-- BEGIN Provided records --
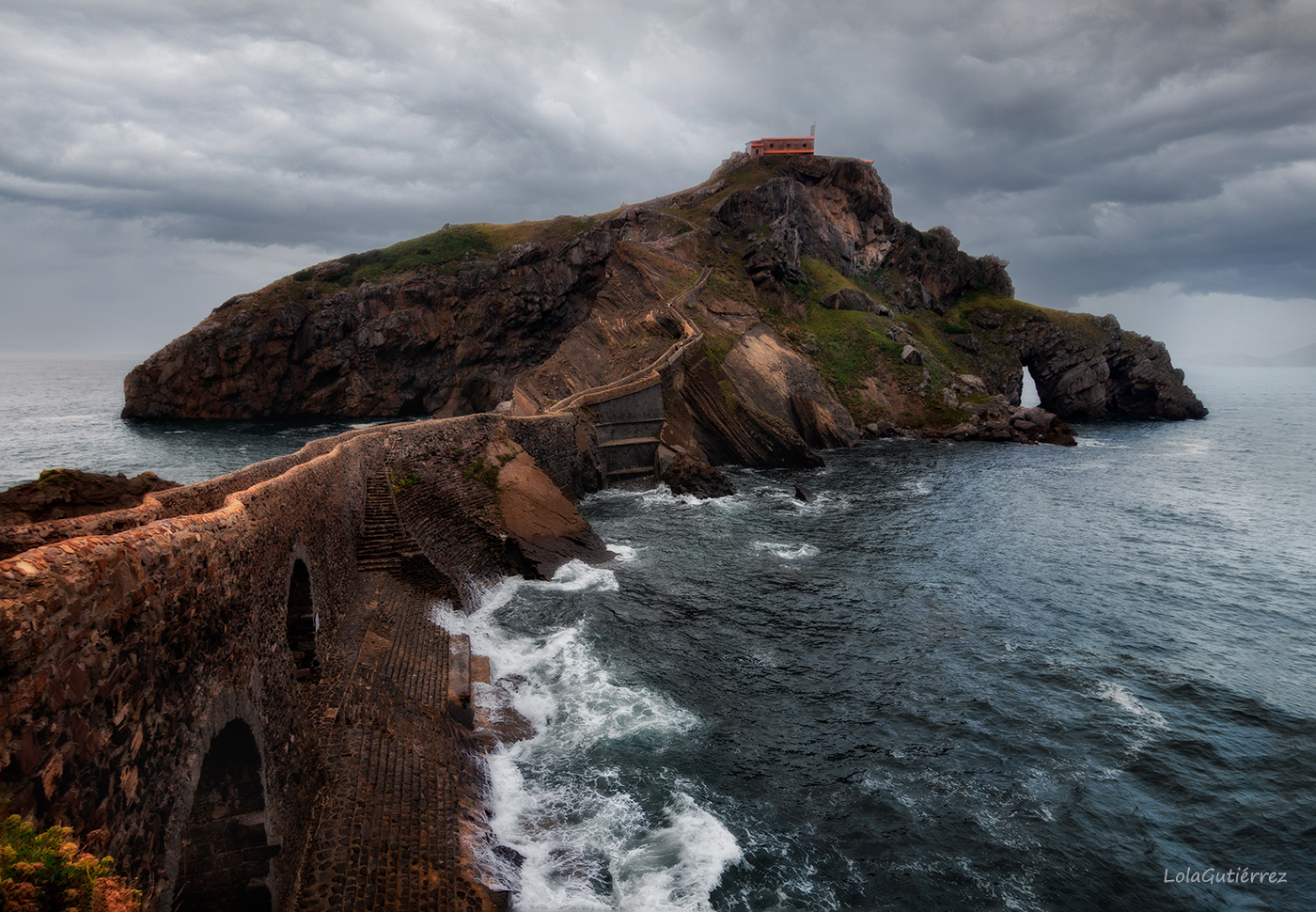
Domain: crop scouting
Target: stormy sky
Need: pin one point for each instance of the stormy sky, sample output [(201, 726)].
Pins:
-- END Provided records --
-- BEGIN Provided records --
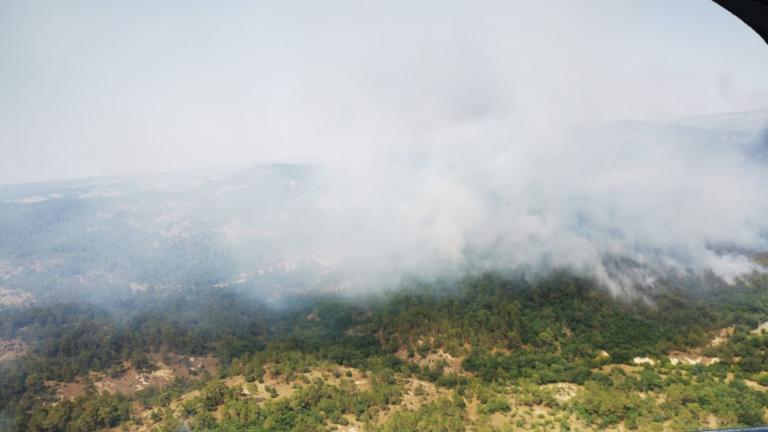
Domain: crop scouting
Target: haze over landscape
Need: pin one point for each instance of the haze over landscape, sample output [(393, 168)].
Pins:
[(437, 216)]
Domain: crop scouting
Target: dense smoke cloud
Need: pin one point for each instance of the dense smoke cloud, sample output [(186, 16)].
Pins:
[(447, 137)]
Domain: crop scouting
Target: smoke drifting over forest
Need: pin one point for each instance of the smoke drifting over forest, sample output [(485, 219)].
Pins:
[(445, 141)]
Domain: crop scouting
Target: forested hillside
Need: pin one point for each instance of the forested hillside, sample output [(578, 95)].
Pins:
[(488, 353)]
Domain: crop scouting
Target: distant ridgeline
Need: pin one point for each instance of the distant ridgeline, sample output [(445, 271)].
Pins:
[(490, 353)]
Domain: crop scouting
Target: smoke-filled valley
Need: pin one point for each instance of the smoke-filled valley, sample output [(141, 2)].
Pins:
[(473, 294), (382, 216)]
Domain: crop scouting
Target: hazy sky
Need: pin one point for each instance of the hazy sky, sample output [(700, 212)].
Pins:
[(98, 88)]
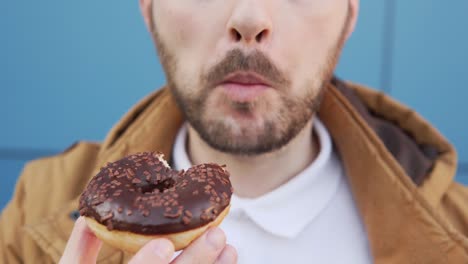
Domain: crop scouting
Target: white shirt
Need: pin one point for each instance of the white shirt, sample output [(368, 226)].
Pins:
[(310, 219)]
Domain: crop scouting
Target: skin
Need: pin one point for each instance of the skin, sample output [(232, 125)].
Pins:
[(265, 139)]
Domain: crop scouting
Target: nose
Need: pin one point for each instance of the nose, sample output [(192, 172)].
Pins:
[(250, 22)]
-- END Provided records --
▸ Your objective: Please identify every line in the entries above that contains the string "hazy" and copy each of those lines in full.

▸ Response below:
Target: hazy sky
Need: pin one point for each instance of the hazy sky, sample output [(700, 212)].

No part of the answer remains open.